--- START ---

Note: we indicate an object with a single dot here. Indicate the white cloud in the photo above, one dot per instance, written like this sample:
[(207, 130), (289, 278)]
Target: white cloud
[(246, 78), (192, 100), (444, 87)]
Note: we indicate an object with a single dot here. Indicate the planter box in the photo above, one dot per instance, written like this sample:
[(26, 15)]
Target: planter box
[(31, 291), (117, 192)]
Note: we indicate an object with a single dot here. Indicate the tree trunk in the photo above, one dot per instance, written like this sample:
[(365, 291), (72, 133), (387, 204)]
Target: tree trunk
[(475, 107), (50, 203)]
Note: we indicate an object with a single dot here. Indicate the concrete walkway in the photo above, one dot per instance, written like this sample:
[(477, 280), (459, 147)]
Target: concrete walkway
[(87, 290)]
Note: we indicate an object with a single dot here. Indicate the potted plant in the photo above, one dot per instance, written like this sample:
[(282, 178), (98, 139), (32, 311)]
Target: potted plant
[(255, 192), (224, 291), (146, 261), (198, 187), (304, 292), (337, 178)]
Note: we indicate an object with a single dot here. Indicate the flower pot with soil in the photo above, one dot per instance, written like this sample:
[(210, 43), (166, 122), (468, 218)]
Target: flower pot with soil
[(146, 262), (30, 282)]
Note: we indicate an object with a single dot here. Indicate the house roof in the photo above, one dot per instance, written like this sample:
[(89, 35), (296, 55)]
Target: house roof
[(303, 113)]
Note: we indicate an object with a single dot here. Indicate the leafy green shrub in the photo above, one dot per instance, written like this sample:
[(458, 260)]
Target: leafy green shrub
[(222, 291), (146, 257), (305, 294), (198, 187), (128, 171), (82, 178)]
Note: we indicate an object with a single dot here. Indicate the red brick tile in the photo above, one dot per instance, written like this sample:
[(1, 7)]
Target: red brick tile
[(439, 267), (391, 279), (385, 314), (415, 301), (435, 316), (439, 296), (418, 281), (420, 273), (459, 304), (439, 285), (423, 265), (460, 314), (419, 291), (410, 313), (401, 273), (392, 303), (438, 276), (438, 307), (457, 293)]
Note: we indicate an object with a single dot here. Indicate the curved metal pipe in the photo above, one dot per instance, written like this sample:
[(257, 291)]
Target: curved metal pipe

--- END ---

→ Work required: Each line from the one containing "[(89, 35), (296, 55)]" through the last line of the entries above is to be returned exactly, and no others.

→ Written solution:
[(89, 35), (296, 55)]
Target: house roof
[(303, 113)]
Note: we indicate an object with a single dot here. Indicate the leafy green shrub in the photo above, one dot per instance, written like this sample:
[(458, 260)]
Target: leafy green shrub
[(222, 291), (146, 257), (305, 294), (198, 187), (128, 171), (82, 178)]
Note: we indicate an object with a single dot here. Indicate the red brick tile in the photo above, one dot per instance, written like this sample:
[(1, 7)]
Target: red brick tile
[(439, 267), (391, 279), (385, 314), (415, 301), (435, 316), (439, 296), (418, 281), (420, 273), (459, 304), (439, 285), (423, 265), (460, 314), (419, 291), (410, 313), (401, 273), (392, 303), (438, 276), (438, 307), (457, 293)]
Note: we indicate an object with a single dot here. Indicate the curved metal pipe in the photo above, one dot per instance, written like this sample:
[(257, 291)]
Target: curved metal pipe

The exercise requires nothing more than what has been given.